## [Work instructions]
Which lines run from the one containing "Write each point like <point>37,7</point>." to the end of the records? Write them out exactly, both ends included, and nothing else.

Point-per-instance localization data

---

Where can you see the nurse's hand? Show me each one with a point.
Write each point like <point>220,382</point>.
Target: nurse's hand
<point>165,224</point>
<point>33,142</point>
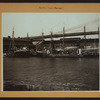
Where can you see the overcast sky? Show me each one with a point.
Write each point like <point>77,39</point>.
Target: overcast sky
<point>35,23</point>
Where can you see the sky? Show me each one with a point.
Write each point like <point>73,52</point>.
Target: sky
<point>36,23</point>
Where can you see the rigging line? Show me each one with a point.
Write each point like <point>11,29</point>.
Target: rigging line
<point>79,26</point>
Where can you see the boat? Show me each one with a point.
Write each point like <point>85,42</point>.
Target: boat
<point>17,52</point>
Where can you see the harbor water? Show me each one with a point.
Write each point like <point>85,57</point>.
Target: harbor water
<point>50,74</point>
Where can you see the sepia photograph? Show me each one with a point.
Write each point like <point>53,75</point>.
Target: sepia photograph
<point>50,51</point>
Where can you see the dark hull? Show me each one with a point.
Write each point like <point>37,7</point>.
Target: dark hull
<point>66,56</point>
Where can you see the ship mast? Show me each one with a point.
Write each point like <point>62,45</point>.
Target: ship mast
<point>13,39</point>
<point>63,37</point>
<point>84,37</point>
<point>51,46</point>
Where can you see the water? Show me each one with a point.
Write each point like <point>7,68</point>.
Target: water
<point>50,74</point>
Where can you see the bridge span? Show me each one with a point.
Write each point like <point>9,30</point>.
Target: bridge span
<point>65,35</point>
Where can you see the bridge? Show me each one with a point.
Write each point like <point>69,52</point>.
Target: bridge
<point>66,35</point>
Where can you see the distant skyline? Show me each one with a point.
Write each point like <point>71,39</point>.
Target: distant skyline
<point>36,23</point>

---

## [Response]
Write each point like <point>37,7</point>.
Target: dark hull
<point>66,56</point>
Where can you see the ship mast? Show me each one with a point.
Write each point like <point>62,45</point>.
Target: ship mast
<point>13,39</point>
<point>63,37</point>
<point>84,37</point>
<point>51,46</point>
Where can you see the water? Show me each one with a point.
Write each point like <point>7,68</point>.
Target: water
<point>50,74</point>
Where can you see the bridge span? Show me each one with a point.
Write each point like <point>9,30</point>.
Target: bridge span
<point>65,35</point>
Where can you see the bridge? Show me each one with a point.
Write each point like <point>69,52</point>.
Target: bridge
<point>66,35</point>
Where can you see the distant skyline? Show me each one with a point.
Write each point like <point>71,39</point>.
Target: distant skyline
<point>36,23</point>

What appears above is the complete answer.